>> Start

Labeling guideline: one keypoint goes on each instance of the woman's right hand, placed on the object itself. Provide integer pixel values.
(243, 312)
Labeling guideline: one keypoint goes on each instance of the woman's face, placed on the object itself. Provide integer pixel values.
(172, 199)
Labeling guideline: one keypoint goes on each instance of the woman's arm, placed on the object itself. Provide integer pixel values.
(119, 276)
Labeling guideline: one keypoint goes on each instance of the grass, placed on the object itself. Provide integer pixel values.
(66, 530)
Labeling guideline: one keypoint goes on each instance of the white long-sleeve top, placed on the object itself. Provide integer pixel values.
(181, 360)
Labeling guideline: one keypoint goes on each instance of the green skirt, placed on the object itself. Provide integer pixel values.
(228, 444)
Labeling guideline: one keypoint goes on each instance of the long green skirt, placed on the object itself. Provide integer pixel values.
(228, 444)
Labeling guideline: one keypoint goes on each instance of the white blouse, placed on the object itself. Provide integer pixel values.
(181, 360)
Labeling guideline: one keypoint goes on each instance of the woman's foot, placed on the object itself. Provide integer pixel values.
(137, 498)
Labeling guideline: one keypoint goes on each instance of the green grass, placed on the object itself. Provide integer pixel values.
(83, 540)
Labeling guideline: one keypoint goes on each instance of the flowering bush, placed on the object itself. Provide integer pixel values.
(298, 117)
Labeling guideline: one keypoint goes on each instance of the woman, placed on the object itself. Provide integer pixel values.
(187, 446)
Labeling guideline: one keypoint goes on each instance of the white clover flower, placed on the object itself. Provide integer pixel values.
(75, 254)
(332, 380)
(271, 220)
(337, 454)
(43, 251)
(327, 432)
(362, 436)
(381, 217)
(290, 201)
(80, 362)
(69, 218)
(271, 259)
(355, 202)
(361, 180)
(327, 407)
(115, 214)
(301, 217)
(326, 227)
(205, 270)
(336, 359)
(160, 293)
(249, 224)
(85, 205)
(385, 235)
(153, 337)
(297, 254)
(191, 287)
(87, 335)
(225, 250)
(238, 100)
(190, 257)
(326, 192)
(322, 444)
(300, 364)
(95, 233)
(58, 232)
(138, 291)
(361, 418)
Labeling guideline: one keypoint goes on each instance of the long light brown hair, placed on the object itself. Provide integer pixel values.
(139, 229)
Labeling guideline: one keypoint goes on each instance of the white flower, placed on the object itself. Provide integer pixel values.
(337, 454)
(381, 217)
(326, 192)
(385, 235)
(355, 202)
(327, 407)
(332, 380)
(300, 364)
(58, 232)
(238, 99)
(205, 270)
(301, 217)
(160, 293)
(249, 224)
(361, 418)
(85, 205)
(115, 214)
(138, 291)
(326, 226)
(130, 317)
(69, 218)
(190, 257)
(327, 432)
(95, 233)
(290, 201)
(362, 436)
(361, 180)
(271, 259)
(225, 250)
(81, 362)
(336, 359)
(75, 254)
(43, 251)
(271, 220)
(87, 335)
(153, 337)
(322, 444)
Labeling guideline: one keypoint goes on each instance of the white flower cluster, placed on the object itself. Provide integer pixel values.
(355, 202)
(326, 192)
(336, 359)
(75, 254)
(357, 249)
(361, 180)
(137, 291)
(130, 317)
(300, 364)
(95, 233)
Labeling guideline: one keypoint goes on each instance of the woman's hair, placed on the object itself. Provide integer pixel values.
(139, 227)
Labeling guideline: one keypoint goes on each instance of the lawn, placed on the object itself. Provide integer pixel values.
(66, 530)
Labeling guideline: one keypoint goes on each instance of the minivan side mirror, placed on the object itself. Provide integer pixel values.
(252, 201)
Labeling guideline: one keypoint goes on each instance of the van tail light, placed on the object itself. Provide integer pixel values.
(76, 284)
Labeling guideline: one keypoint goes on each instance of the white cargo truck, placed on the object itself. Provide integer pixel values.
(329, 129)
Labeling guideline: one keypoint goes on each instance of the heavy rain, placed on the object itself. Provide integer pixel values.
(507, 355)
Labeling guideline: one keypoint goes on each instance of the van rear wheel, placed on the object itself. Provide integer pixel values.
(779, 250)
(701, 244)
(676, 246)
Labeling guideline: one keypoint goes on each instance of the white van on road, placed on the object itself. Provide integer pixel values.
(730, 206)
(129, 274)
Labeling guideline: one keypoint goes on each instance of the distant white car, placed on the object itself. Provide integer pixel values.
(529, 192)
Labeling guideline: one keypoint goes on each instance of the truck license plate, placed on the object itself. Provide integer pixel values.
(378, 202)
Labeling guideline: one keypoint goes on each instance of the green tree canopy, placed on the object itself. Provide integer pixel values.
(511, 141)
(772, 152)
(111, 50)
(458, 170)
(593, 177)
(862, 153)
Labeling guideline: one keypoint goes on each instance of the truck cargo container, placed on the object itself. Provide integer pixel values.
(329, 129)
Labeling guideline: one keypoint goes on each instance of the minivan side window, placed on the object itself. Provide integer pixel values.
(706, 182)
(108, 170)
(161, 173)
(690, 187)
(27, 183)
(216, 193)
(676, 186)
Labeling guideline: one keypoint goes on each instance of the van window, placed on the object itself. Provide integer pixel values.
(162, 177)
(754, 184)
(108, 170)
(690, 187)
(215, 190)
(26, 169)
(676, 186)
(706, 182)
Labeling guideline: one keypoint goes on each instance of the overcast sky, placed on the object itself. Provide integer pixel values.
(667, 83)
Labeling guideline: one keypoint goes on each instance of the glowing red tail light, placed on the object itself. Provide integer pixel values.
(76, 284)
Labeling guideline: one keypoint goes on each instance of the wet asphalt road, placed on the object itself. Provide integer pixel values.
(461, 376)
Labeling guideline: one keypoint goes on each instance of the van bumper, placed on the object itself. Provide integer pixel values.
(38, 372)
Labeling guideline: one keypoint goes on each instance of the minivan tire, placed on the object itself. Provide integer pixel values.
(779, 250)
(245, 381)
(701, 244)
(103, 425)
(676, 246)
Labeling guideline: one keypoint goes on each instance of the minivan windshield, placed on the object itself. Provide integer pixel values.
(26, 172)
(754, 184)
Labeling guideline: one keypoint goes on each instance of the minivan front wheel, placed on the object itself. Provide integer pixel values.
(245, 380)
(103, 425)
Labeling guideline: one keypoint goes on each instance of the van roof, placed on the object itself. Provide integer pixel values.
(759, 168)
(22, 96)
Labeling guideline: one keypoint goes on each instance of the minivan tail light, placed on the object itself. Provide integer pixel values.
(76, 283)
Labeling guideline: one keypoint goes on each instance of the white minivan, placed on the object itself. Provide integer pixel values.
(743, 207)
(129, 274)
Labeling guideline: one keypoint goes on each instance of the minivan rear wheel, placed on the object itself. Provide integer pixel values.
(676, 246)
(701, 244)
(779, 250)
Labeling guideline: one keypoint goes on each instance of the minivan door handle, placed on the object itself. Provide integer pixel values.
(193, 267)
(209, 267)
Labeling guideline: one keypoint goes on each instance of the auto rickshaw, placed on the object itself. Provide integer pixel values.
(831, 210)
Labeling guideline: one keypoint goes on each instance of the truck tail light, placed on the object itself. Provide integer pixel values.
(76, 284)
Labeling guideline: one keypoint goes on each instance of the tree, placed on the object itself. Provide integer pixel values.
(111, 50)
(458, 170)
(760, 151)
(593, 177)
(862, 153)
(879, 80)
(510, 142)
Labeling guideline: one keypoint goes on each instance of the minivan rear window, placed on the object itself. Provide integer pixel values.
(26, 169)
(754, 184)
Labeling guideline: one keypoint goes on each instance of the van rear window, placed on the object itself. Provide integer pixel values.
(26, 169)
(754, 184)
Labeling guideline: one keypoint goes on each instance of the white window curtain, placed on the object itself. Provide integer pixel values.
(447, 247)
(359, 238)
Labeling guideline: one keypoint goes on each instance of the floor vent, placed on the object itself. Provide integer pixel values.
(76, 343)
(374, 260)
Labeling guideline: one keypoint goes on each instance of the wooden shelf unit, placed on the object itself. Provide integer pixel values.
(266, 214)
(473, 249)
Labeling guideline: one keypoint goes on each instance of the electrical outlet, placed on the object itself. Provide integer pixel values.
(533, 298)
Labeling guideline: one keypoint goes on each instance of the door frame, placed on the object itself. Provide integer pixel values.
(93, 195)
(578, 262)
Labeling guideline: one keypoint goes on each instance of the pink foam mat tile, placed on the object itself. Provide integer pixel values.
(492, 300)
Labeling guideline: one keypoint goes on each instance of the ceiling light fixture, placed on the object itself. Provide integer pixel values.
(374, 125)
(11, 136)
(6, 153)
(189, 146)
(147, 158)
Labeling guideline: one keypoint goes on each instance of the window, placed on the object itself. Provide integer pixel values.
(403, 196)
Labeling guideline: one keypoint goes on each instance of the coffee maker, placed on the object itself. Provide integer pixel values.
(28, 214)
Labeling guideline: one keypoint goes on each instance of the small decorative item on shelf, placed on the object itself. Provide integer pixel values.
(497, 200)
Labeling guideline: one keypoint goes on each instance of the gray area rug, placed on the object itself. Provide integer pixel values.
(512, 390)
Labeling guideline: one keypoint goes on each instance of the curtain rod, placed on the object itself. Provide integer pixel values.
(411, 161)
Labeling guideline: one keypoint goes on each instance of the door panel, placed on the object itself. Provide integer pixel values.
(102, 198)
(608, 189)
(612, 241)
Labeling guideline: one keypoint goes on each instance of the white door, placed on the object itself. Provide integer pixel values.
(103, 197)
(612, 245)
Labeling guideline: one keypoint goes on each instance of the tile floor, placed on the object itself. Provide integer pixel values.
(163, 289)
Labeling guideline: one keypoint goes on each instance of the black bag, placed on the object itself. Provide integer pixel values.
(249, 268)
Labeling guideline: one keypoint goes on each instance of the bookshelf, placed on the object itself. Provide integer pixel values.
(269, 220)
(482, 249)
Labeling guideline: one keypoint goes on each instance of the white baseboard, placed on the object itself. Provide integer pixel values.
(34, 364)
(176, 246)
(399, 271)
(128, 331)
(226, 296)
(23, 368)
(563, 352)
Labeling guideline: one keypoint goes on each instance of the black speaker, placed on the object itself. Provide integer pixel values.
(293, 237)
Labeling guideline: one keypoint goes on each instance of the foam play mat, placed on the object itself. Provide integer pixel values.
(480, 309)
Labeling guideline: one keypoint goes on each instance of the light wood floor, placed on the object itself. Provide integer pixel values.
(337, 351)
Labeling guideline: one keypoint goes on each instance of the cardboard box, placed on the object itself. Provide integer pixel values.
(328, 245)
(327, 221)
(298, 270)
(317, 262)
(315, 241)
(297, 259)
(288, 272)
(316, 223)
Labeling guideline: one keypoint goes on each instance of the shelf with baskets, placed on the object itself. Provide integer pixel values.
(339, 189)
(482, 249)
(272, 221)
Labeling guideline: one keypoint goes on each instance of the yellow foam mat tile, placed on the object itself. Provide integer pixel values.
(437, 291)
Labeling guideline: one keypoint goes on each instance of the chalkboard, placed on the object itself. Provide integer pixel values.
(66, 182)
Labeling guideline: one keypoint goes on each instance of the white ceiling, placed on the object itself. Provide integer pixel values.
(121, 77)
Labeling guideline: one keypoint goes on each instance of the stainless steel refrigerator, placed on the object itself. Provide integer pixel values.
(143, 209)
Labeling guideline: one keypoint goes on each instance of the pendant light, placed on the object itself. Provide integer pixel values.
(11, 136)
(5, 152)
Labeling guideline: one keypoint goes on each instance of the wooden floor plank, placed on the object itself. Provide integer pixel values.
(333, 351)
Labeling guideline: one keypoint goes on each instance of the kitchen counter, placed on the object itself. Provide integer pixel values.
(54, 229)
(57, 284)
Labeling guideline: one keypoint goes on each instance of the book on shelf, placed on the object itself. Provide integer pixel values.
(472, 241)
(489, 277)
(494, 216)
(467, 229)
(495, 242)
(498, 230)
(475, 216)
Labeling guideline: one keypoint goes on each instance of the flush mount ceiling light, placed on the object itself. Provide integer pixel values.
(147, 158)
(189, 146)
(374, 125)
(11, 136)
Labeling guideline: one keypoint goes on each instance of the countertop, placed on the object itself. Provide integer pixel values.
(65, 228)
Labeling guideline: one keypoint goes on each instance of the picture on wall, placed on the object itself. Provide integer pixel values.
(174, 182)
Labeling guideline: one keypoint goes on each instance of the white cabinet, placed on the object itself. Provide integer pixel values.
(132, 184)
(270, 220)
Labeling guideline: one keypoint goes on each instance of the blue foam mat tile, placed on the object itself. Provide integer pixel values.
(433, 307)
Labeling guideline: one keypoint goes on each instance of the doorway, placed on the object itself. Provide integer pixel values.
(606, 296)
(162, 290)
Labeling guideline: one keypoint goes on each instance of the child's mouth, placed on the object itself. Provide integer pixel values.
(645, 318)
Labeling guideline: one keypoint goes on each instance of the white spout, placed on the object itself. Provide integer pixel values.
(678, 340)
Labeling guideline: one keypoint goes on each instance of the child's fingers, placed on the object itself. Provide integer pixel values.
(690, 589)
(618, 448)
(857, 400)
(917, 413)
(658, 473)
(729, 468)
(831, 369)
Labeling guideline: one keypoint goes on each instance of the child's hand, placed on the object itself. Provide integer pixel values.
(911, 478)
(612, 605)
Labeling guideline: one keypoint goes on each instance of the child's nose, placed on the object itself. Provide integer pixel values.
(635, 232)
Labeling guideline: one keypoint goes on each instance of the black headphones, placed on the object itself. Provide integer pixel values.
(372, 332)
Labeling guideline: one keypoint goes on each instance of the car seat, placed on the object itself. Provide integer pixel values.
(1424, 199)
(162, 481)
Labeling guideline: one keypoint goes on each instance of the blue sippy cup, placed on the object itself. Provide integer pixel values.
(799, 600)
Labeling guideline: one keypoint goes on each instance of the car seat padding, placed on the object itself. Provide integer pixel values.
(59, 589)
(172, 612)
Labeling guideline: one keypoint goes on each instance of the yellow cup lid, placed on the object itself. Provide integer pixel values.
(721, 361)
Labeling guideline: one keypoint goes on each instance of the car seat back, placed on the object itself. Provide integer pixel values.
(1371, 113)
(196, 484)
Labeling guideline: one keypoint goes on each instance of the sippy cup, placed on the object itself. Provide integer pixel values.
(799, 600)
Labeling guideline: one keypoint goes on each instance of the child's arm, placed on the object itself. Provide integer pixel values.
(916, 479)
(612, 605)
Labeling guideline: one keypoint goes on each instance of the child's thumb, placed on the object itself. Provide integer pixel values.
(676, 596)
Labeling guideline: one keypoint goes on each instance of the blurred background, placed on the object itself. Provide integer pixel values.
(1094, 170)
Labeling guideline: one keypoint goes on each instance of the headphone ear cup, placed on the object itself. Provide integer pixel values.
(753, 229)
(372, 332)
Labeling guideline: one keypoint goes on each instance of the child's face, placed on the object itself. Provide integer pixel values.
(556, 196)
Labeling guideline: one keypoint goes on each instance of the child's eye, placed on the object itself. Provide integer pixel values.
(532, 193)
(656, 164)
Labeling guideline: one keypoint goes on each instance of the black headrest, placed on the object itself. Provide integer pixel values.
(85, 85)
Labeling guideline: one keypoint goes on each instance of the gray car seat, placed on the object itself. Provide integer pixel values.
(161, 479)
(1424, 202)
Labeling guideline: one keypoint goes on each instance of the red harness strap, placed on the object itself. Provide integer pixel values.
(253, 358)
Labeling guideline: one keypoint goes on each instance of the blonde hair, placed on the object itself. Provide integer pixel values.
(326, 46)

>> End

[Your goal]
Output the records from the line containing "the gray car" through the end of the records as a two-column CSV with the headers guideline and keypoints, one row per record. Put each field in double quotes and replace any line breaks inside a field with spaces.

[The answer]
guideline,keypoints
"Labeling guideline: one keypoint goes on each instance of the gray car seat, placed on the object itself. Provide integer pixel values.","(161, 479) (1424, 202)"
"Labeling guideline: one keypoint goes on each instance of the red harness strap, placed on the object itself. Provide integer pixel values.","(253, 358)"
"Labeling guideline: one keypoint goes on each instance of the blonde hair, placed on the object itself. Provide integer pixel values.","(326, 46)"